Start of Records provided

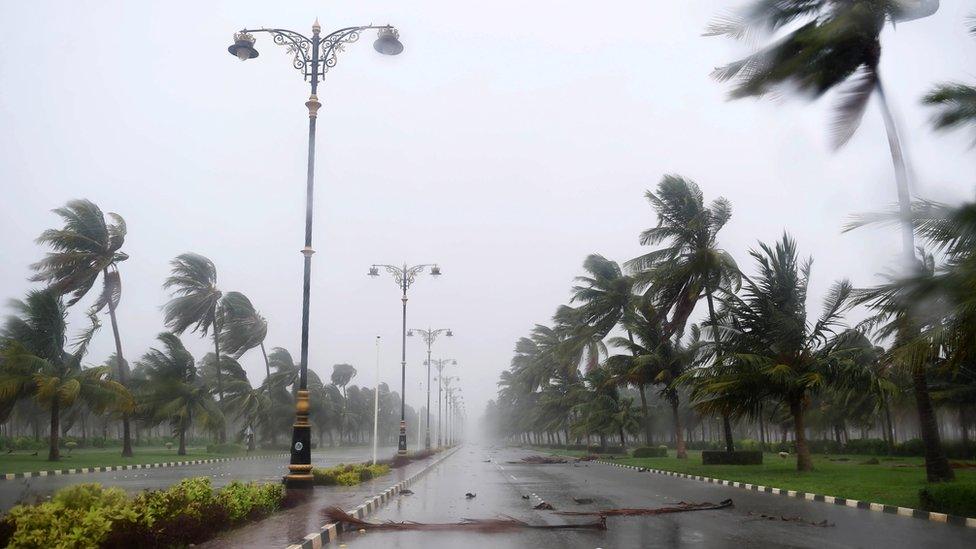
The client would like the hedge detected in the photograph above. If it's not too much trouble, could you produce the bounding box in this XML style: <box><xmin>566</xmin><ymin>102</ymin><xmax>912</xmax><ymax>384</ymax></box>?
<box><xmin>702</xmin><ymin>450</ymin><xmax>762</xmax><ymax>465</ymax></box>
<box><xmin>312</xmin><ymin>463</ymin><xmax>390</xmax><ymax>486</ymax></box>
<box><xmin>634</xmin><ymin>446</ymin><xmax>668</xmax><ymax>457</ymax></box>
<box><xmin>0</xmin><ymin>477</ymin><xmax>284</xmax><ymax>548</ymax></box>
<box><xmin>918</xmin><ymin>483</ymin><xmax>976</xmax><ymax>517</ymax></box>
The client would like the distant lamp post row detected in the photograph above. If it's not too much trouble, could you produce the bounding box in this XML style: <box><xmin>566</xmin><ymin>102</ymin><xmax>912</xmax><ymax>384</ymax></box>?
<box><xmin>407</xmin><ymin>328</ymin><xmax>454</xmax><ymax>450</ymax></box>
<box><xmin>427</xmin><ymin>358</ymin><xmax>457</xmax><ymax>448</ymax></box>
<box><xmin>366</xmin><ymin>263</ymin><xmax>441</xmax><ymax>456</ymax></box>
<box><xmin>227</xmin><ymin>20</ymin><xmax>403</xmax><ymax>488</ymax></box>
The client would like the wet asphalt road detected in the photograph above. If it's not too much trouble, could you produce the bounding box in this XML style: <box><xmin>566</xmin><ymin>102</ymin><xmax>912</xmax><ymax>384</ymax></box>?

End of Records provided

## Problem
Copy out all of the data above word for word, leaving out the pictures.

## Answer to the problem
The client would like the hedge detected in the photograph above. If it's not too much trouble, could you produce the bounding box in this XML style: <box><xmin>566</xmin><ymin>102</ymin><xmax>912</xmax><ymax>384</ymax></box>?
<box><xmin>702</xmin><ymin>450</ymin><xmax>762</xmax><ymax>465</ymax></box>
<box><xmin>312</xmin><ymin>463</ymin><xmax>390</xmax><ymax>486</ymax></box>
<box><xmin>634</xmin><ymin>446</ymin><xmax>668</xmax><ymax>457</ymax></box>
<box><xmin>0</xmin><ymin>477</ymin><xmax>284</xmax><ymax>548</ymax></box>
<box><xmin>918</xmin><ymin>483</ymin><xmax>976</xmax><ymax>517</ymax></box>
The client would like the distant lamp post row detected in the photograph above. If it's not too much trouble, could you produce the bounding box in this XML style: <box><xmin>566</xmin><ymin>102</ymin><xmax>912</xmax><ymax>384</ymax></box>?
<box><xmin>407</xmin><ymin>328</ymin><xmax>454</xmax><ymax>450</ymax></box>
<box><xmin>427</xmin><ymin>358</ymin><xmax>457</xmax><ymax>448</ymax></box>
<box><xmin>366</xmin><ymin>263</ymin><xmax>441</xmax><ymax>456</ymax></box>
<box><xmin>227</xmin><ymin>20</ymin><xmax>403</xmax><ymax>488</ymax></box>
The client would like the wet asphalt road detected in the photograph above. If it's not too much trouble, could you produce the bounding box in this XML style: <box><xmin>566</xmin><ymin>102</ymin><xmax>912</xmax><ymax>384</ymax></box>?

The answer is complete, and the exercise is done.